> _SET OF TASKS_
a) In the article about Marestella Torres, how long was the jump she made on her first attempt at the 2010 Guangzhou Asian Games?
b) Please echo the stretch from "The five fouls" through "parts of Europe." in the article about Marestella Torres.

> _PASSAGE TO READ_
Heartbreak girl makes athletics comeback

- Gerry Carpio -

PALEMBANG, Indonesia – The heartbreaking experience in the 2010 Guangzhou Asian Games almost ended the athletic career of Marestella Torres, but like champions who rise from every fall, the 30-year-old long jumper took it as a challenge to stage athletics’ biggest comeback and gain her fourth gold in the Southeast Asian Games.

“I was at the point of breaking up when I missed even the bronze in Guangzhou (China),” said Torres, who led Asian rivals with a 6.45m jump on her first attempt but missed a medal when she fouled the succeeding jumps.

“I was heartbroken just thinking how I fouled one jump after another, it never happened to me before,” said the four-time long jump champion.

The five fouls were brought about, in part, by lack of a training facility where she was to make the finishing touches in her run-up to the Asian Games after over three months of successful training and competition in Germany and other parts of Europe.

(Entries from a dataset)

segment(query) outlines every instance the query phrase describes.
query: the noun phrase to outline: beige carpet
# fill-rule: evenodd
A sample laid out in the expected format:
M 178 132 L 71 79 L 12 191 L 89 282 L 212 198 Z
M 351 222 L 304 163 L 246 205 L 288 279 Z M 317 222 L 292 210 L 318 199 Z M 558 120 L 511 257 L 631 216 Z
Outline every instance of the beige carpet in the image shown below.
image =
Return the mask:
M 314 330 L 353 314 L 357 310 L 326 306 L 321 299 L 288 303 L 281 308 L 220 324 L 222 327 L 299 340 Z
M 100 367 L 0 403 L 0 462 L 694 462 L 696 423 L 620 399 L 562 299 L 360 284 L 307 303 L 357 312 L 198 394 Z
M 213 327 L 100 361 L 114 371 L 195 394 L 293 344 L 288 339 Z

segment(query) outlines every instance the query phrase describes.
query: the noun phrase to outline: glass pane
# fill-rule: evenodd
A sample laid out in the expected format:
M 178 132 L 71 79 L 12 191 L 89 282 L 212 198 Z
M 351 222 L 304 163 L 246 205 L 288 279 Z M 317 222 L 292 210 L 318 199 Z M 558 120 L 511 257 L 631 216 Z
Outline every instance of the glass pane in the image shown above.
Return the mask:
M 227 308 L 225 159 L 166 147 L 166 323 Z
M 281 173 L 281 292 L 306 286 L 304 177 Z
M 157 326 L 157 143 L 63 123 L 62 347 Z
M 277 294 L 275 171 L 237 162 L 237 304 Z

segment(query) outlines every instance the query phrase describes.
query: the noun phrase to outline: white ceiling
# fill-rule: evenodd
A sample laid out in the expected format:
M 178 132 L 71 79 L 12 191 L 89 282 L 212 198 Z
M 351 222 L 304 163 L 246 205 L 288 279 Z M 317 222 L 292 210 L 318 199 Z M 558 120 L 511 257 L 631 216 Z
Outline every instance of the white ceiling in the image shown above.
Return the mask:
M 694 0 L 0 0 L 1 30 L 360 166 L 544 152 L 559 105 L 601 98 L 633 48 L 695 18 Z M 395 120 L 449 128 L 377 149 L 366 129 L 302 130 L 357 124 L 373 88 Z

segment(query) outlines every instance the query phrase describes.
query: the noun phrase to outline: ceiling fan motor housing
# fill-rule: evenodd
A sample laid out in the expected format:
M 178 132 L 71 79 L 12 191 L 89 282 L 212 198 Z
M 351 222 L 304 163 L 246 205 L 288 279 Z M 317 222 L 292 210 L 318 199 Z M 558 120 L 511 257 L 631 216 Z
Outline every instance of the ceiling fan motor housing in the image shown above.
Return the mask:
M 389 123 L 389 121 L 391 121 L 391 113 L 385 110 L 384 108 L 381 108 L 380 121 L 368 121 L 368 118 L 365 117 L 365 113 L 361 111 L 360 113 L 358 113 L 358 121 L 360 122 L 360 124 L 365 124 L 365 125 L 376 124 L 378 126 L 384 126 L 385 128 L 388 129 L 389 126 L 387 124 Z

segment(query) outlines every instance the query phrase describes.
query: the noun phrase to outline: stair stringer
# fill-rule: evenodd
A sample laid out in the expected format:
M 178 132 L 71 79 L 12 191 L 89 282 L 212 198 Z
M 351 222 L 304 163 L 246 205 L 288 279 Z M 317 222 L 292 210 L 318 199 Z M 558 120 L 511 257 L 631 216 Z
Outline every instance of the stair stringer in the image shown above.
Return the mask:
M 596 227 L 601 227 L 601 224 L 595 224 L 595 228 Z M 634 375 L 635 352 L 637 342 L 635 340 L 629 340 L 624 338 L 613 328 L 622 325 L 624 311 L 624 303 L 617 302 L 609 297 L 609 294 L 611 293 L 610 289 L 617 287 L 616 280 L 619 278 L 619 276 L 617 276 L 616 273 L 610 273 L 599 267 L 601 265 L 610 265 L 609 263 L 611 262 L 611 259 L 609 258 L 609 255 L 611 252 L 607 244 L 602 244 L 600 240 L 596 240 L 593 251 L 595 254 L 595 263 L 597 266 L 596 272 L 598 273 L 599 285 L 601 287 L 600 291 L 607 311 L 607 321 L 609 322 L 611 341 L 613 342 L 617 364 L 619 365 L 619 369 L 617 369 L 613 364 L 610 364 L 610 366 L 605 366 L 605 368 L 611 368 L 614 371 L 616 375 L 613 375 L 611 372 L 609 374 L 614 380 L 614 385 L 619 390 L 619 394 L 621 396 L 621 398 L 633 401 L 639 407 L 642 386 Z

> _TASK-BY-TASK RESULTS_
a) 6.45m

b)
The five fouls were brought about, in part, by lack of a training facility where she was to make the finishing touches in her run-up to the Asian Games after over three months of successful training and competition in Germany and other parts of Europe.